* **PASSAGE**
▬▬▬▬▬▬
The many conditions under which monopolistic advertising can differ from the social optimum

Abstract

This paper takes a new approach to a classical question about the relationship of monopolistic behavior to the social optimum when advertising is admitted. By characterizing conditions in terms of consumer preferences and using an uncommon approach to comparative static analysis, we derive a general result that produces a dozen special cases of interest. We also show that a plausible preference specification is general enough to generate each of these cases. The specification is amenable to estimation and inference with common data, although empirical application is beyond the scope of this paper. Results are derived assuming that advertising follows the complementary rather than persuasive advertising paradigm where consumers have stable quasilinear preferences and the amount of advertising is seller-determined rather than offered at a unit price to consumers.

Appendix

This appendix demonstrates the possibility of each of the conditions in this paper using the specific utility specification u(q,a) = q ^α + φa ^β q + λq ^γ a assuming μ is sufficiently large and φβ(β – 1) < 0 as required for Assumptions 1–3. Our intent is merely to show that the results of each corollary can be generated by some set of feasible conditions, rather than to determine all possible conditions that generate each corollary. We first note that monopoly advertising occurs (or not) as u _qa q = τq + λγq ^γ > (≤) 1 which requires λγ > (≤) (1 – τq)q ^–γ. Advertising occurs (or not) at the social optimum as u _a   = τq + λq ^γ > (≤) 1, which requires λ > (≤) (1 – τq)q ^–γ. For Corollaries 1–12, advertising by both a monopoly and the social optimum requires min{λ, λγ} > (1 – τq)q ^–γ. For Proposition 3, advertising by a monopoly but not at the social optimum requires λ ≤ (1 – τq)q ^–γ < λγ. For Proposition 4, advertising at the social optimum without advertising by a monopoly requires λγ ≤ (1 – τq)q ^–γ < λ. For brevity of presentation, we define τ = φβa ^β-1 where sign(τ) = sign(φβ).
▬▬▬▬▬▬
* **Saved data entries**

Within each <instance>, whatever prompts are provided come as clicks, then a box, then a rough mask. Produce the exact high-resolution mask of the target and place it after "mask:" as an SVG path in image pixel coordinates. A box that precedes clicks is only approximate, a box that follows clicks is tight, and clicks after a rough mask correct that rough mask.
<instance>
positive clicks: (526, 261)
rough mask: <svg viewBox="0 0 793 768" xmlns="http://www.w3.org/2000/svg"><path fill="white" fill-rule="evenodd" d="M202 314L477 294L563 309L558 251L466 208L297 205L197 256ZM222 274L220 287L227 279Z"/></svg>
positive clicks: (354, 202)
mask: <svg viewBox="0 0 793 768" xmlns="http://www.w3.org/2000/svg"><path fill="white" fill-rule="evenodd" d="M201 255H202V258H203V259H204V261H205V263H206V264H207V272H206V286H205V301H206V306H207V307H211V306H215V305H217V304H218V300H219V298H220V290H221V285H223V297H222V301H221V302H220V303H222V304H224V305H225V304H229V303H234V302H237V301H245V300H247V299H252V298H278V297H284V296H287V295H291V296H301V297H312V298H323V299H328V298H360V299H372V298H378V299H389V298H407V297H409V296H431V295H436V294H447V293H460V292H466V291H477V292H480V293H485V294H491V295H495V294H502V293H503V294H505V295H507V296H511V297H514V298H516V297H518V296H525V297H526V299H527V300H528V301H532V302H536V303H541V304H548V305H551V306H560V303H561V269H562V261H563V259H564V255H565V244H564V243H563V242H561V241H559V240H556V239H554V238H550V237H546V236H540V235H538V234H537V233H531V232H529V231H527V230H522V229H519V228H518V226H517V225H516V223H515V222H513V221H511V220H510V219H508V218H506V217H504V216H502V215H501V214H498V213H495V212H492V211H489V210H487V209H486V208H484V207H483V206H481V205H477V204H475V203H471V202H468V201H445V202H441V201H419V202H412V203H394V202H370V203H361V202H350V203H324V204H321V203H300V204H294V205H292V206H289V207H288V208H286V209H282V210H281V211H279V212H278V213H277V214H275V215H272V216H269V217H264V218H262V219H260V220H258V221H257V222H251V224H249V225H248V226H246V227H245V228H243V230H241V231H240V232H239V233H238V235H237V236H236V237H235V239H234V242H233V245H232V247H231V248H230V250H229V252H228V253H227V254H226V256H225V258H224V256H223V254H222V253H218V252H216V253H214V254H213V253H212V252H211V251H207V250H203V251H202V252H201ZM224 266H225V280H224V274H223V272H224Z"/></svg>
▬▬▬▬▬▬
* **TASK SET**
[1] Reproduce the part of the advertising paper that begins at the words "This paper takes" and ends after the words "price to consumers.".
[2] Output the saved data rows as a numbered list, leaving out blank lines. Begin at the first row and stop after the line that contains "positive clicks: (526, 261)", including both ends.
The advertising paper and the rows have no connection to each other.

* **RESPONSES PER TASK**
[1]
This paper takes a new approach to a classical question about the relationship of monopolistic behavior to the social optimum when advertising is admitted. By characterizing conditions in terms of consumer preferences and using an uncommon approach to comparative static analysis, we derive a general result that produces a dozen special cases of interest. We also show that a plausible preference specification is general enough to generate each of these cases. The specification is amenable to estimation and inference with common data, although empirical application is beyond the scope of this paper. Results are derived assuming that advertising follows the complementary rather than persuasive advertising paradigm where consumers have stable quasilinear preferences and the amount of advertising is seller-determined rather than offered at a unit price to consumers.

[2]
1. Within each <instance>, whatever prompts are provided come as clicks, then a box, then a rough mask. Produce the exact high-resolution mask of the target and place it after "mask:" as an SVG path in image pixel coordinates. A box that precedes clicks is only approximate, a box that follows clicks is tight, and clicks after a rough mask correct that rough mask.
2. <instance>
3. positive clicks: (526, 261)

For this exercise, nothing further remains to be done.